- [TASK BRIEF]
Set out the lines below as a Markdown table with two columns, Row and Line. Number each row and skip any blank lines.

- [SOURCE RECORDS]

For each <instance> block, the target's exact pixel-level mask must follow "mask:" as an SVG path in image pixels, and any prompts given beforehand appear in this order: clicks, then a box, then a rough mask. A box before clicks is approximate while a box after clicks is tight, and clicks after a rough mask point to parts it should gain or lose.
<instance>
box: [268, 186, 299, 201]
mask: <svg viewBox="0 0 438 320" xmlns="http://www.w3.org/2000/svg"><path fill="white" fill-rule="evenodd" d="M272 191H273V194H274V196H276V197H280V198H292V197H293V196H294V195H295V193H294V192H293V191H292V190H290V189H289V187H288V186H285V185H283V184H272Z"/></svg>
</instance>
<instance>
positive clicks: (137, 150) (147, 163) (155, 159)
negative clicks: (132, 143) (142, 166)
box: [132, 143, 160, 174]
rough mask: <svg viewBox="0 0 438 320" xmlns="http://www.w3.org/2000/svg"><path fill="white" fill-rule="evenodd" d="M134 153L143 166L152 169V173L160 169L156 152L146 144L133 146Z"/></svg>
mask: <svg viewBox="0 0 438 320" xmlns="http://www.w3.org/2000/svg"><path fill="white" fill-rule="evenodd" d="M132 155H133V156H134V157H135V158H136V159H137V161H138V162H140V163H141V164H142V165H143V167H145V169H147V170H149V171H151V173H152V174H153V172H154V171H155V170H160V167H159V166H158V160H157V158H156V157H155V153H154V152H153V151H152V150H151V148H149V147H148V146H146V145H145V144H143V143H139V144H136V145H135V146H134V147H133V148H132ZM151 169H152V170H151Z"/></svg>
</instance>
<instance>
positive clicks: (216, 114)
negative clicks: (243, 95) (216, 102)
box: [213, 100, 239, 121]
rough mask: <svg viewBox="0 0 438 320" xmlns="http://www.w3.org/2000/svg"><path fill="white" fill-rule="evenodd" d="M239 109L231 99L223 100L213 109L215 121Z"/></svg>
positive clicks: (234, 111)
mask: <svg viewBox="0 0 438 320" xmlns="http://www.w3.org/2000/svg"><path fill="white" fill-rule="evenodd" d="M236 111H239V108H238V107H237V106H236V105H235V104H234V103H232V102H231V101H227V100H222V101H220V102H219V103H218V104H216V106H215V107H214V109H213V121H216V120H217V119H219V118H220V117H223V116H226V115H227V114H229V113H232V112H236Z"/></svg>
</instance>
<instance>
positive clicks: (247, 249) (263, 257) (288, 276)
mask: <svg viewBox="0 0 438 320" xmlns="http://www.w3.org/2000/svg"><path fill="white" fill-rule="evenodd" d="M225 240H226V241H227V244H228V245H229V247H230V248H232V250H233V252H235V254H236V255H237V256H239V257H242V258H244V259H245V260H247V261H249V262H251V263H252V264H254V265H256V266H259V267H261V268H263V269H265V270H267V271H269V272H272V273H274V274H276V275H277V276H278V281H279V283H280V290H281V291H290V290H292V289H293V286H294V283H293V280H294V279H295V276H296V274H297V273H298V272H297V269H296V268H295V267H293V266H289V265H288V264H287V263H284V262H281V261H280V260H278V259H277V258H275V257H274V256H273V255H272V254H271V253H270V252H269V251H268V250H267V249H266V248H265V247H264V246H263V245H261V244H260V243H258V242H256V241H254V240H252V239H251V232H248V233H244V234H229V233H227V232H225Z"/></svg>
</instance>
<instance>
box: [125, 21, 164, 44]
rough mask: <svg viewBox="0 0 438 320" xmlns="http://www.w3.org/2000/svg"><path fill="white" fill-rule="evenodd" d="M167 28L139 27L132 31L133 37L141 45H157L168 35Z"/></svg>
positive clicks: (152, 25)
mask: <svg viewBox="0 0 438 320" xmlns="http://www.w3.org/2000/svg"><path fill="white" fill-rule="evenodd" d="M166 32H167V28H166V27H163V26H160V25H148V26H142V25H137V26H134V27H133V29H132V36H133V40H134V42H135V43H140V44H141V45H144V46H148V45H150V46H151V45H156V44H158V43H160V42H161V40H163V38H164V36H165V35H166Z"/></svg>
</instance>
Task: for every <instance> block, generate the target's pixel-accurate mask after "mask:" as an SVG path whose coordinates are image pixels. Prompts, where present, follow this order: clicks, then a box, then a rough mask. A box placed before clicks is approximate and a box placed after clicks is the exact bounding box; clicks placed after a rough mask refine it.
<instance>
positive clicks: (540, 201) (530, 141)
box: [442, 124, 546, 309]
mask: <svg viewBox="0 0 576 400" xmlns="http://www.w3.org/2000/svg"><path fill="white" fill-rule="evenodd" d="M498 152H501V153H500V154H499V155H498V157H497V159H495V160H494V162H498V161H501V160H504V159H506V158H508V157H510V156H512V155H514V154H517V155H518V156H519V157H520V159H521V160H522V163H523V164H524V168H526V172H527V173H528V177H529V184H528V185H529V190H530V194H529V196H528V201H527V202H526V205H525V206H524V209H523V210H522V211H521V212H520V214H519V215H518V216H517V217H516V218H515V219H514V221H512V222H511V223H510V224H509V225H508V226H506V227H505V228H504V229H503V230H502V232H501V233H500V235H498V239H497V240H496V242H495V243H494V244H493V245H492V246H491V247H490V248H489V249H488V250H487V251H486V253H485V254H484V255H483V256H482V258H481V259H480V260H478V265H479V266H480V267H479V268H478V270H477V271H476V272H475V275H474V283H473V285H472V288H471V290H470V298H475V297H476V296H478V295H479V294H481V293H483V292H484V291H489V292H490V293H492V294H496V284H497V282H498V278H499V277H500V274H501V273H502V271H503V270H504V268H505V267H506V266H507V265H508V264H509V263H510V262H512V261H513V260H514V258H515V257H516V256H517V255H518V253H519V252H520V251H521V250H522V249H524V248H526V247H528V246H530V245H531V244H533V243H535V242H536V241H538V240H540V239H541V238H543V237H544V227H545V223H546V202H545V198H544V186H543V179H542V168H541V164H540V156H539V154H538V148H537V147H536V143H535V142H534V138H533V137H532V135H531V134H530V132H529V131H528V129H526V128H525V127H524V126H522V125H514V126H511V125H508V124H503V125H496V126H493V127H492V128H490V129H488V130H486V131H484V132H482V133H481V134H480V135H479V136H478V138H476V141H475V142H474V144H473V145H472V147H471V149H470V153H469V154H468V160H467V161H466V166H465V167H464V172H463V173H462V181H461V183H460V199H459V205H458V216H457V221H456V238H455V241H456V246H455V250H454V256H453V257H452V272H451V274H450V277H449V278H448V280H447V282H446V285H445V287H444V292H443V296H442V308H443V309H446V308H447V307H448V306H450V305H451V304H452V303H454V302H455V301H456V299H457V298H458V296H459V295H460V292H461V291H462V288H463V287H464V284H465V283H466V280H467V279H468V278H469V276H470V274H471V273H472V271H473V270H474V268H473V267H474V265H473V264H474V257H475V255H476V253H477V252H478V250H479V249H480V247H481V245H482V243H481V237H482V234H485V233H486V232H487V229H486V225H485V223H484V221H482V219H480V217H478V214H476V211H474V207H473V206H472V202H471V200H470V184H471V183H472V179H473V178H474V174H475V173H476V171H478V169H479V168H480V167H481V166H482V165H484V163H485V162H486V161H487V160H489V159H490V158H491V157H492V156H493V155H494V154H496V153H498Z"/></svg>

- [WRITTEN ANSWER]
| Row | Line |
|---|---|
| 1 | For each <instance> block, the target's exact pixel-level mask must follow "mask:" as an SVG path in image pixels, and any prompts given beforehand appear in this order: clicks, then a box, then a rough mask. A box before clicks is approximate while a box after clicks is tight, and clicks after a rough mask point to parts it should gain or lose. |
| 2 | <instance> |
| 3 | box: [268, 186, 299, 201] |
| 4 | mask: <svg viewBox="0 0 438 320" xmlns="http://www.w3.org/2000/svg"><path fill="white" fill-rule="evenodd" d="M272 191H273V194H274V196H276V197H280V198H292V197H293V196H294V195H295V193H294V192H293V191H292V190H290V189H289V187H288V186H285V185H283V184H272Z"/></svg> |
| 5 | </instance> |
| 6 | <instance> |
| 7 | positive clicks: (137, 150) (147, 163) (155, 159) |
| 8 | negative clicks: (132, 143) (142, 166) |
| 9 | box: [132, 143, 160, 174] |
| 10 | rough mask: <svg viewBox="0 0 438 320" xmlns="http://www.w3.org/2000/svg"><path fill="white" fill-rule="evenodd" d="M134 153L143 166L152 169V173L160 169L156 152L146 144L133 146Z"/></svg> |
| 11 | mask: <svg viewBox="0 0 438 320" xmlns="http://www.w3.org/2000/svg"><path fill="white" fill-rule="evenodd" d="M132 155H133V156H134V157H135V158H136V159H137V161H138V162H140V163H141V164H142V165H143V167H145V169H147V170H149V171H151V173H152V174H153V172H154V171H155V170H160V167H159V166H158V160H157V158H156V157H155V153H154V152H153V151H152V150H151V148H149V147H148V146H146V145H145V144H143V143H139V144H136V145H135V146H134V147H133V148H132ZM151 169H152V170H151Z"/></svg> |
| 12 | </instance> |
| 13 | <instance> |
| 14 | positive clicks: (216, 114) |
| 15 | negative clicks: (243, 95) (216, 102) |
| 16 | box: [213, 100, 239, 121] |
| 17 | rough mask: <svg viewBox="0 0 438 320" xmlns="http://www.w3.org/2000/svg"><path fill="white" fill-rule="evenodd" d="M239 109L231 99L223 100L213 109L215 121Z"/></svg> |
| 18 | positive clicks: (234, 111) |
| 19 | mask: <svg viewBox="0 0 438 320" xmlns="http://www.w3.org/2000/svg"><path fill="white" fill-rule="evenodd" d="M236 111H239V108H238V107H237V106H236V105H235V104H234V103H232V102H231V101H227V100H222V101H220V102H219V103H218V104H216V106H215V107H214V109H213V121H216V120H217V119H219V118H220V117H223V116H226V115H227V114H229V113H232V112H236Z"/></svg> |
| 20 | </instance> |
| 21 | <instance> |
| 22 | positive clicks: (247, 249) (263, 257) (288, 276) |
| 23 | mask: <svg viewBox="0 0 438 320" xmlns="http://www.w3.org/2000/svg"><path fill="white" fill-rule="evenodd" d="M225 240H226V241H227V244H228V245H229V247H230V248H232V250H233V252H235V254H236V255H237V256H239V257H242V258H244V259H245V260H247V261H249V262H251V263H252V264H254V265H256V266H259V267H261V268H263V269H265V270H267V271H269V272H272V273H274V274H276V275H277V276H278V281H279V283H280V290H281V291H290V290H292V289H293V286H294V283H293V280H294V279H295V276H296V274H297V273H298V272H297V269H296V268H295V267H293V266H289V265H288V264H287V263H284V262H281V261H280V260H278V259H277V258H275V257H274V256H273V255H272V254H271V253H270V252H269V251H268V250H267V249H266V248H265V247H264V246H263V245H261V244H260V243H258V242H256V241H254V240H252V239H251V232H248V233H244V234H229V233H227V232H225Z"/></svg> |
| 24 | </instance> |
| 25 | <instance> |
| 26 | box: [125, 21, 164, 44] |
| 27 | rough mask: <svg viewBox="0 0 438 320" xmlns="http://www.w3.org/2000/svg"><path fill="white" fill-rule="evenodd" d="M167 28L139 27L132 31L133 37L141 45H157L168 35Z"/></svg> |
| 28 | positive clicks: (152, 25) |
| 29 | mask: <svg viewBox="0 0 438 320" xmlns="http://www.w3.org/2000/svg"><path fill="white" fill-rule="evenodd" d="M166 32H167V28H166V27H163V26H160V25H148V26H142V25H137V26H134V27H133V29H132V36H133V40H134V42H135V43H140V44H141V45H144V46H148V45H150V46H151V45H156V44H158V43H160V42H161V40H163V38H164V36H165V35H166Z"/></svg> |
| 30 | </instance> |
| 31 | Task: for every <instance> block, generate the target's pixel-accurate mask after "mask:" as an SVG path whose coordinates are image pixels. Prompts, where present, follow this order: clicks, then a box, then a rough mask. A box placed before clicks is approximate and a box placed after clicks is the exact bounding box; clicks placed after a rough mask refine it. |
| 32 | <instance> |
| 33 | positive clicks: (540, 201) (530, 141) |
| 34 | box: [442, 124, 546, 309] |
| 35 | mask: <svg viewBox="0 0 576 400" xmlns="http://www.w3.org/2000/svg"><path fill="white" fill-rule="evenodd" d="M498 152H501V153H500V154H499V155H498V157H497V159H495V160H494V162H498V161H501V160H504V159H506V158H508V157H510V156H512V155H514V154H517V155H518V156H519V157H520V159H521V160H522V163H523V164H524V168H526V172H527V173H528V177H529V184H528V185H529V190H530V194H529V196H528V201H527V202H526V205H525V206H524V209H523V210H522V211H521V212H520V214H519V215H518V216H517V217H516V218H515V219H514V221H512V222H511V223H510V224H509V225H508V226H506V227H505V228H504V229H503V230H502V232H501V233H500V235H498V239H497V240H496V242H495V243H494V244H493V245H492V246H491V247H490V248H489V249H488V250H487V251H486V253H485V254H484V255H483V256H482V258H481V259H480V260H478V265H479V266H480V267H479V268H478V270H477V271H476V272H475V275H474V283H473V285H472V288H471V290H470V298H475V297H476V296H478V295H479V294H481V293H483V292H484V291H489V292H490V293H492V294H496V284H497V282H498V278H499V277H500V274H501V273H502V271H503V270H504V268H505V267H506V266H507V265H508V264H509V263H510V262H512V261H513V260H514V258H515V257H516V256H517V255H518V253H519V252H520V251H521V250H522V249H524V248H526V247H528V246H530V245H531V244H533V243H535V242H536V241H538V240H540V239H541V238H543V237H544V227H545V223H546V202H545V198H544V186H543V179H542V168H541V164H540V156H539V154H538V148H537V147H536V143H535V142H534V138H533V137H532V135H531V134H530V132H529V131H528V129H526V128H525V127H524V126H522V125H514V126H511V125H508V124H503V125H496V126H493V127H492V128H490V129H488V130H486V131H484V132H482V133H481V134H480V135H479V136H478V138H476V141H475V142H474V144H473V145H472V147H471V149H470V153H469V154H468V160H467V161H466V166H465V167H464V172H463V173H462V181H461V183H460V199H459V205H458V216H457V221H456V238H455V241H456V246H455V250H454V256H453V257H452V272H451V274H450V277H449V278H448V280H447V282H446V285H445V287H444V292H443V296H442V308H443V309H446V308H447V307H448V306H450V305H451V304H452V303H454V302H455V301H456V299H457V298H458V296H459V295H460V292H461V291H462V288H463V287H464V284H465V283H466V280H467V279H468V278H469V276H470V274H471V273H472V271H473V270H474V268H473V267H474V265H473V264H474V257H475V255H476V253H477V252H478V250H479V249H480V247H481V245H482V243H481V237H482V234H485V233H486V232H487V229H486V225H485V223H484V221H482V219H480V217H478V214H476V211H474V207H473V206H472V202H471V200H470V184H471V183H472V179H473V178H474V174H475V173H476V171H478V169H479V168H480V167H481V166H482V165H484V163H485V162H486V161H487V160H489V159H490V158H491V157H492V156H493V155H494V154H496V153H498Z"/></svg> |